====== DATA LINES

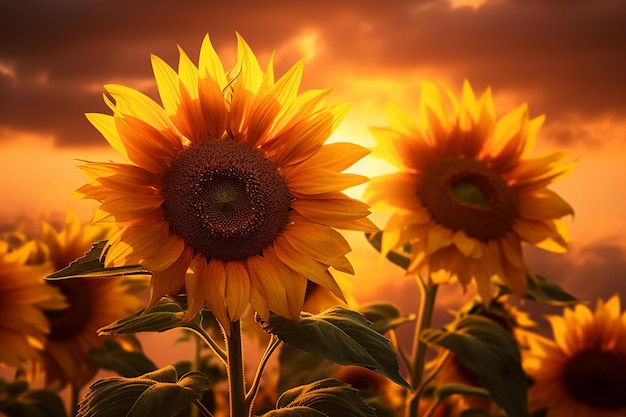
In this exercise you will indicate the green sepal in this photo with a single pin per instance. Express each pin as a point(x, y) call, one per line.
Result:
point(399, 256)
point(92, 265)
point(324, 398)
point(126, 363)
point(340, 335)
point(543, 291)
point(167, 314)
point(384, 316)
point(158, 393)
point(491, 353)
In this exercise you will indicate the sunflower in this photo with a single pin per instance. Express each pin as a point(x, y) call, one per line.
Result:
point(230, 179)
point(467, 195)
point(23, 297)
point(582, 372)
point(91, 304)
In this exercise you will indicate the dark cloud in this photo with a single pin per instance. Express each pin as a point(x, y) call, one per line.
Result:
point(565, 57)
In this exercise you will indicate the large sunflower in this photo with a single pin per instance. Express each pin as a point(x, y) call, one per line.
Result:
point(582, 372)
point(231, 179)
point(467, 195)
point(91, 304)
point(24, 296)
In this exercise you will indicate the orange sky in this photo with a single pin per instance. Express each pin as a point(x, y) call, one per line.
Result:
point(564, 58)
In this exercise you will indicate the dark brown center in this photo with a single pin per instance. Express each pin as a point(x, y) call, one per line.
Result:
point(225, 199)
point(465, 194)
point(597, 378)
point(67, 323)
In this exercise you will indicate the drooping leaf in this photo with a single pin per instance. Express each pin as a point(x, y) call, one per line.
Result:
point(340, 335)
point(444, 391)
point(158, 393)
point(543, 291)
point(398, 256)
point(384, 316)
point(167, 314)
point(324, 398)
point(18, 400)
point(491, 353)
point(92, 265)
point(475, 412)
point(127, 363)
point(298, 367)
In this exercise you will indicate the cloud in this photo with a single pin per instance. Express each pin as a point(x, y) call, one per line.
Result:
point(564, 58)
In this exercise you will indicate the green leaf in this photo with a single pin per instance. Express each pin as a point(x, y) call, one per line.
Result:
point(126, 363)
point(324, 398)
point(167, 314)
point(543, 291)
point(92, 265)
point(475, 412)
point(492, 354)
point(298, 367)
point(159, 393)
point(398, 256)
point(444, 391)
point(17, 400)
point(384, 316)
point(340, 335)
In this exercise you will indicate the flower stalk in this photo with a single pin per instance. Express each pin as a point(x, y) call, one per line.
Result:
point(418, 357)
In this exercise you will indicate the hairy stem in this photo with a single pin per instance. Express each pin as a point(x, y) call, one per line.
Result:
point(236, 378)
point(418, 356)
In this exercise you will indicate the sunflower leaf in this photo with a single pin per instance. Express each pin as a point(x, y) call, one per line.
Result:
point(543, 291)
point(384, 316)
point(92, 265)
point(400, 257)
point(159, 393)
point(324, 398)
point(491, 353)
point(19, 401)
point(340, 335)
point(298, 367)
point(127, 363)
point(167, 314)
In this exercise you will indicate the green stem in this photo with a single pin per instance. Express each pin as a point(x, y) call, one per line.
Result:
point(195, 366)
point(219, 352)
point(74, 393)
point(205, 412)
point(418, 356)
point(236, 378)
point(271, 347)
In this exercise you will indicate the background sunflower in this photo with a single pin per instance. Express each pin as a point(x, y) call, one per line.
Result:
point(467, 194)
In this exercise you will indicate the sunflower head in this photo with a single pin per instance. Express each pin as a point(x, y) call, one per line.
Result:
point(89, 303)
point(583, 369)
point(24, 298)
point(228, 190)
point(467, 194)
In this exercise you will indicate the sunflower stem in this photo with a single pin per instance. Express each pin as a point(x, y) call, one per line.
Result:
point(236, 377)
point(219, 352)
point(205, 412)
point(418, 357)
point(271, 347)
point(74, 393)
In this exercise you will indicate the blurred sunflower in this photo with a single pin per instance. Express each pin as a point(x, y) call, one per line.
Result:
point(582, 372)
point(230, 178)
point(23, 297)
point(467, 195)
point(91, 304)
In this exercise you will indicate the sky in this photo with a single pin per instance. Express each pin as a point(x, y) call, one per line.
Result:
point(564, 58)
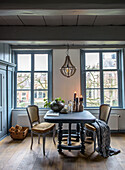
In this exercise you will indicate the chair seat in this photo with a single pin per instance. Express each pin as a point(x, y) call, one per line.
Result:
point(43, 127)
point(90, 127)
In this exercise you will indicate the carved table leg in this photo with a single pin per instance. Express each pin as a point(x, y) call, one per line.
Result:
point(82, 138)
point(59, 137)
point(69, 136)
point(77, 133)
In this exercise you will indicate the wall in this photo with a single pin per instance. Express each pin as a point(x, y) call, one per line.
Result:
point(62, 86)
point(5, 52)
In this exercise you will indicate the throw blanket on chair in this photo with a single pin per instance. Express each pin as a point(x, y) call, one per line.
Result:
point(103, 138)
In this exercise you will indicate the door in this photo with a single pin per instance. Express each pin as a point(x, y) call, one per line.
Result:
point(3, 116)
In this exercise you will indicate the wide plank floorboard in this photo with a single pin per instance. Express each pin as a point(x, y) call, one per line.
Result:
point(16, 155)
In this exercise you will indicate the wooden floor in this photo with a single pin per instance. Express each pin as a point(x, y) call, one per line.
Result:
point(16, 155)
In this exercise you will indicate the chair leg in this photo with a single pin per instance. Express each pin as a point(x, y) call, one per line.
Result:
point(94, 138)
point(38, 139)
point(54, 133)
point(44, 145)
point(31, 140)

============

INSTRUCTIONS TO FOLLOW >>
Please rewrite the stretch of the records from the line containing "In this exercise you will indicate the sunflower leaf" through the line containing "point(5, 52)", changing every "pin" to "marker" and keeping everything else the same. Leave the pictures out of your answer.

THE SOLUTION >>
In this exercise you will indicate the sunflower leaf in this photo with a single marker per instance. Express each marker as a point(x, y) call, one per line.
Result:
point(543, 291)
point(384, 316)
point(92, 265)
point(400, 257)
point(159, 393)
point(324, 398)
point(491, 353)
point(19, 401)
point(340, 335)
point(298, 367)
point(127, 363)
point(167, 314)
In this exercise you will indicate the green stem in this photo with a single marker per instance. Express each marker as a point(x, y) call, one per line.
Result:
point(195, 366)
point(219, 352)
point(74, 393)
point(205, 412)
point(418, 356)
point(236, 378)
point(271, 347)
In this exercise you will indicate the background sunflower in this photo with a single marker per instance. Express each marker as a point(x, y) call, one per line.
Result:
point(467, 194)
In this exercise you will indicate the sunflower head in this photo with a single marker per instance. Express each marker as a point(x, y) call, one per line.
Result:
point(89, 303)
point(583, 369)
point(24, 298)
point(228, 190)
point(467, 194)
In this exercise you will indicate the sunflower stem in this photo with a single marker per instance. Express each marker as a point(x, y) call, one per line.
Result:
point(236, 377)
point(219, 352)
point(205, 412)
point(418, 357)
point(271, 347)
point(74, 393)
In this exercise you will indicate the blurred sunflower in this photo with a single marker per instance. Express each marker as a point(x, y) call, one per line.
Result:
point(582, 372)
point(230, 178)
point(23, 297)
point(467, 195)
point(91, 304)
In this exercise you will indicate the sky in this photo with a single marker per instance. Express each marker as a point(x, y) call, one per line.
Result:
point(564, 58)
In this exercise you will indicate the chair seat in this photo with a single marker per instance. Express each marker as a point(x, y) call, one per line.
Result:
point(43, 127)
point(90, 127)
In this exercise you will indicate the carved table leg in this photo with a single marker per instance. Express each marker as a point(x, y) call, one per line.
Result:
point(82, 138)
point(59, 137)
point(69, 136)
point(77, 133)
In this exercise you will indicate the wall in this photo with a single marker per instance. Express each marker as a point(x, y) call, one per line.
Result:
point(62, 86)
point(5, 52)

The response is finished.